Bounding-box records
______________________________

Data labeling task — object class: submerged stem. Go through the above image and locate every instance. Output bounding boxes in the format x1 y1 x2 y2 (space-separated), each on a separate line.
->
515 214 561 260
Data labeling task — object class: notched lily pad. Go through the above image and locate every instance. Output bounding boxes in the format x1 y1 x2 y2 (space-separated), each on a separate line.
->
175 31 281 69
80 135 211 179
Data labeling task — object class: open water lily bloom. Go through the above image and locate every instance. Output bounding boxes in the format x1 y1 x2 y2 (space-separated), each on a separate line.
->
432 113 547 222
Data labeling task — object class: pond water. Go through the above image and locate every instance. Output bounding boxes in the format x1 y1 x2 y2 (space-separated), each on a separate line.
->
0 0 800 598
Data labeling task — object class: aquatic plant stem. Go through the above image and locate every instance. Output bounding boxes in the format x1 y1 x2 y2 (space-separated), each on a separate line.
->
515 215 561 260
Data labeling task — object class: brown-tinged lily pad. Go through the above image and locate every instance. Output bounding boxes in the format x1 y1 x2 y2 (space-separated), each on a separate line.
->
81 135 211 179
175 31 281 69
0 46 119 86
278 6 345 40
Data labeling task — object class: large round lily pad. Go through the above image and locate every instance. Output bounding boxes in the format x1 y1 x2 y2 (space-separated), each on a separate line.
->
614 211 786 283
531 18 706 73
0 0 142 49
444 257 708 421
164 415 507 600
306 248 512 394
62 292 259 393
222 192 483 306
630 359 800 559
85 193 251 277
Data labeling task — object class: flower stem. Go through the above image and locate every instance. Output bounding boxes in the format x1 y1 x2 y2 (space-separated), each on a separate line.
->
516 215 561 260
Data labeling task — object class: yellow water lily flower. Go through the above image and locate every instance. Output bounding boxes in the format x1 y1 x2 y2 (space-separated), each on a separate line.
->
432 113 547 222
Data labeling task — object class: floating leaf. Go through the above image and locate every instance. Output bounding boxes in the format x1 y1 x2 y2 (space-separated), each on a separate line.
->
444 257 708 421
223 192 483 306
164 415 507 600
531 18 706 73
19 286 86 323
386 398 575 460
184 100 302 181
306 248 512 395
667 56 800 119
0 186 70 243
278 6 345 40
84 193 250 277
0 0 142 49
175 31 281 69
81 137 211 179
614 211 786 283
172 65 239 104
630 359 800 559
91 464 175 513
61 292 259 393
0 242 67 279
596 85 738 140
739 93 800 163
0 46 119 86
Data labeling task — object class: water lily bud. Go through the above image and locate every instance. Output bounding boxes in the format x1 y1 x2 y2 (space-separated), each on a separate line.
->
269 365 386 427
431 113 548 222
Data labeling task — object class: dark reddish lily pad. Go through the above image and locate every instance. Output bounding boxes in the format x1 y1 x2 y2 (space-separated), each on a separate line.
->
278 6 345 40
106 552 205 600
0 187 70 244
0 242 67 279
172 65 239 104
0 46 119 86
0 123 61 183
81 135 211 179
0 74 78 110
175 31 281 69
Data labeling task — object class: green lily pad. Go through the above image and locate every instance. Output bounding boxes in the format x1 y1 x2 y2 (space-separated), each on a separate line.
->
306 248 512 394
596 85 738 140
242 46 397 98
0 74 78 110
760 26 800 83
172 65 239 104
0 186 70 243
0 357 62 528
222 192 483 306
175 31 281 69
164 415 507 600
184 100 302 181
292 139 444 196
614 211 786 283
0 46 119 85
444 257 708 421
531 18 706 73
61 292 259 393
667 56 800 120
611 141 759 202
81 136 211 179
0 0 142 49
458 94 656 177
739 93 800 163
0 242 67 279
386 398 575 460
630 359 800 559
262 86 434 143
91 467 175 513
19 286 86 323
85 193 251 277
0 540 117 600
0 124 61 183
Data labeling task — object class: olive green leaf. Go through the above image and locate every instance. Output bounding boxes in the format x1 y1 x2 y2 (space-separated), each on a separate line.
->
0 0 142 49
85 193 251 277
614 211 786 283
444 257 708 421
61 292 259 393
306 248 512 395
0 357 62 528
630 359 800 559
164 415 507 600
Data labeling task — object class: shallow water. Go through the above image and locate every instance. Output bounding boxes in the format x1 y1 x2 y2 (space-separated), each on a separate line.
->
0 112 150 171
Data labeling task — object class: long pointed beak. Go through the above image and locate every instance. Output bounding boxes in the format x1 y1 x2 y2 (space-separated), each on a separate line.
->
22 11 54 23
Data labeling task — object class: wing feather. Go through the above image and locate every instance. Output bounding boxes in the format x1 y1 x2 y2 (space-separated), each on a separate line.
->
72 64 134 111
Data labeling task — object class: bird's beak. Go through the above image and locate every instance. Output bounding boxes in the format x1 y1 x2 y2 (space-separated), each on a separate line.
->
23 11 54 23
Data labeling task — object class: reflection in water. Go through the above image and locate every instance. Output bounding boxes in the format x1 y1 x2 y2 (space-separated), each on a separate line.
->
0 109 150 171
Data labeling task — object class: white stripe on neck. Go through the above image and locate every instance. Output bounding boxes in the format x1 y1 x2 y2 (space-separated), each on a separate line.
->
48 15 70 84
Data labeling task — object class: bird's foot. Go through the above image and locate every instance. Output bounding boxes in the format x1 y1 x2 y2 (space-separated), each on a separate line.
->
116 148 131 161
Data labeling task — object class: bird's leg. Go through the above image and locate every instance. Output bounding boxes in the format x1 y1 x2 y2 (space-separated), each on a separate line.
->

______________________________

**Instructions for the task**
Return every line of the listing above verbatim, with no alterations.

**Solved exercise**
Data labeling task — object class: submerged stem. Go through the above image and locate every instance. Output bounding boxes in the format x1 y1 x2 y2 (space-separated), each on a separate line.
->
515 214 561 260
Data labeling task — object class: notched lily pad. Go through the above image and locate every instance. Output bounding boxes in the format x1 y1 x2 y2 (space-separated), each on a separate line.
->
175 31 281 69
80 135 211 179
Data labeling task — object class: open water lily bloom. Go through the above image and locate every instance. Output bounding boxes in the format x1 y1 x2 y2 (space-separated), each on a separate line.
->
432 113 547 222
Data labeling task — object class: pond water. Go through the above image and locate every instance. Output bounding boxes in the format x1 y1 x2 y2 (space-separated), each on a separate line.
->
0 0 800 598
Data labeling task — object class: aquatic plant stem. Go through the above image and locate every instance. Output bounding boxes in the format x1 y1 x2 y2 (space-separated), each on a separate line.
->
515 215 561 260
Data labeling task — object class: brown-tinged lily pad. Go through the above image and locate every instance. Output bounding boxes in the format x1 y1 x2 y2 (space-separated), each on a separate line.
->
81 135 211 179
175 31 281 69
0 46 119 86
278 6 345 40
Data labeling task — object class: large round lily pad. Go through the above image and locate every instance. Output bounding boxes in the format x1 y1 x2 y2 (space-separated), each on a separate line.
->
614 211 786 283
531 18 706 73
0 0 142 49
444 257 708 421
164 415 507 600
306 248 512 394
62 292 259 393
222 192 483 306
630 359 800 559
85 193 251 277
Data labeling task — object class: flower stem. Go through the above image and locate every instance. Output bounding boxes in the format x1 y1 x2 y2 (space-separated), each on a separate line.
->
516 215 561 260
Data labeling task — object class: yellow water lily flower. Go through the above image and locate every instance. Output bounding boxes in the format x1 y1 x2 y2 (space-separated), each on a separate line.
->
432 113 547 222
Data labeling task — object class: floating leaf. Go through the above image and locate every instance. Output bounding boxes in the format x1 y1 x2 y2 (space-separated), each on a separate line.
->
444 257 708 421
223 192 483 306
164 415 507 600
531 18 706 73
19 286 86 323
386 398 575 460
184 100 302 181
306 248 512 395
667 56 800 119
0 186 70 243
278 6 345 40
84 193 250 277
0 0 142 49
175 31 281 69
81 137 211 179
614 211 786 283
172 65 239 104
630 359 800 559
91 464 175 513
61 292 259 393
0 242 67 279
596 85 738 140
739 93 800 163
0 46 119 86
Data labeling task — object class: water lily bud. Go through the above image and locate every instance. Output bounding boxes in the format x1 y1 x2 y2 (space-separated), each on a separate line.
->
269 365 386 427
431 113 548 222
Data labeling task — object class: dark reddish lily pad. Go through the above image and locate every instance. Output bounding boxes in the format x1 y1 x2 y2 (space-separated), each on a separate line.
->
278 6 345 40
106 552 205 600
0 187 70 244
0 242 67 279
172 65 239 104
0 46 119 86
0 123 61 183
81 135 211 179
0 74 78 110
175 31 281 69
Data labeling task — object class: green lily pad. Go through the above image and locate every instance. Output bounding boxes in the format x1 y1 x2 y2 (space-separated), each on a separate line.
->
306 248 512 394
596 85 738 140
242 46 397 98
0 74 78 110
760 26 800 83
172 65 239 104
0 186 70 243
0 357 62 528
222 192 483 306
175 31 281 69
164 415 507 600
184 100 302 181
292 139 444 196
614 211 786 283
0 46 119 85
444 257 708 421
531 18 706 73
61 292 259 393
667 56 800 120
611 141 759 202
81 136 211 179
0 0 142 49
458 94 656 177
739 93 800 163
0 242 67 279
386 398 575 460
630 359 800 559
262 86 434 143
91 467 175 513
19 286 86 323
85 193 251 277
0 540 117 600
0 124 61 183
Data labeling task — object class: olive green leaf. Go through the above image and locate every instance. Output bounding boxes in the format x1 y1 x2 y2 (space-separated), each on a separate line.
->
0 0 142 49
85 193 251 277
614 211 786 283
444 257 708 421
61 292 259 393
306 248 512 395
0 357 62 528
630 359 800 559
164 415 507 600
Data labeling task — object class: shallow water. Go through the above image and locate every instance. Output bounding boxes in the format x1 y1 x2 y2 (space-separated), each on a separate line.
->
0 112 150 171
Data labeling task — object class: long pointed beak. Go through the above image and locate every instance. Output bounding boxes in the format x1 y1 x2 y2 (space-separated), each on a separate line.
->
22 11 54 23
Data labeling task — object class: wing feather. Go through the above image and locate every instance. Output bounding boxes in the format x1 y1 x2 y2 (space-separated), each on a separate line.
->
72 64 134 111
Data labeling task — object class: bird's beak. Go through the above image and locate every instance. Output bounding boxes in the format x1 y1 x2 y2 (space-separated), each on a separate line.
->
23 11 54 23
Data labeling task — object class: reflection in water. Go through the above image and locate every instance. Output bounding boxes in the format x1 y1 x2 y2 (space-separated), each on a separate line.
->
0 109 150 171
Data labeling task — object class: white stripe on neck. Go through the above image and locate every instance. Output bounding boxes in the format x1 y1 x2 y2 (space-separated), each on a separate line.
->
48 15 70 84
Data labeling task — object class: bird's foot. Go through the above image and locate every instance. Output bounding boxes in the format x1 y1 x2 y2 (space-separated), each on a separate line.
->
116 148 131 161
Data labeling task — object class: bird's leg. Go through the above image and locate every instance. Output bounding boxes in the format x1 y1 x2 y2 (space-separated), each on a separate line.
->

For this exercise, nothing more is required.